◆ TASK BRIEF: Rewrite every line of the material below except the pictures, keeping all wording the same but multiplying each pixel coordinate by 1.4 and rounding it to the nearest whole number, with halves rounded up. Leave the pictures out of your reply.

◆ PROVIDED RECORDS:
## start

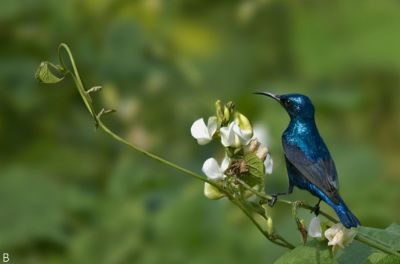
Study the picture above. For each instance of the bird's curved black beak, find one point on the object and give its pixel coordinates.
(273, 96)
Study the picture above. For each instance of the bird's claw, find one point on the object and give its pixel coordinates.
(272, 202)
(315, 210)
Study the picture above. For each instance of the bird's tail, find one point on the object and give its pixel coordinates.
(345, 215)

## end

◆ EXERCISE OUTPUT:
Study the picture above. For each instance of the bird's curved black beak, find one point on the object and give its pixel coordinates.
(382, 134)
Study the picture above. For each instance of the bird's claw, find one point on the object and give its pixel coordinates.
(381, 283)
(441, 294)
Study the picture above. For each instance of the bird's tail, find one point on the object and give its pixel coordinates.
(483, 301)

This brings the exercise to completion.